Turn the lines of the listing into a numbered list, starting at the line that contains "target: red roof building" and ending at the last line of the listing. Leave out any blank lines.

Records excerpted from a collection

============

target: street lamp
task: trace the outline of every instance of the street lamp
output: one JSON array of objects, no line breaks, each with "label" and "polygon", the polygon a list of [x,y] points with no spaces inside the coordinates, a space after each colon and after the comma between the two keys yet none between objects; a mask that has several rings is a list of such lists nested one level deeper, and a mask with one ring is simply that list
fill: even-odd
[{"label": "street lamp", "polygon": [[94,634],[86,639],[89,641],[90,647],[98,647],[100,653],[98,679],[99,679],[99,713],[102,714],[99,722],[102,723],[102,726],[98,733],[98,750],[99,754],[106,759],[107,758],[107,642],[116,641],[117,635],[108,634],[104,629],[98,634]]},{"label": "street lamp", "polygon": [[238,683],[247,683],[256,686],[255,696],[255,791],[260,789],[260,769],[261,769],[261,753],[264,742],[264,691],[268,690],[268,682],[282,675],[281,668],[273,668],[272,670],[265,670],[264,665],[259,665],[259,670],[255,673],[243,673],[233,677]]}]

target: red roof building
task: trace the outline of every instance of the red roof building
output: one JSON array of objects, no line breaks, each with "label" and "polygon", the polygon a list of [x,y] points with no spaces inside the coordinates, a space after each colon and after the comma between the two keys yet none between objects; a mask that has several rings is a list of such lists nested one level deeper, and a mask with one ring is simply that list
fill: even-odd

============

Response to this task
1. target: red roof building
2. task: trace the outline of every instance of the red roof building
3. output: one JSON array of objects, no line breaks, each with "label" and "polygon", the polygon a list of [x,y] points with no spaces inside the coordinates, a space after each colon and after the comma between the two keys yet none between objects; a mask that has several rings is a list of such lists nested one level deeper, and a mask with one ring is simply that list
4. fill: even-odd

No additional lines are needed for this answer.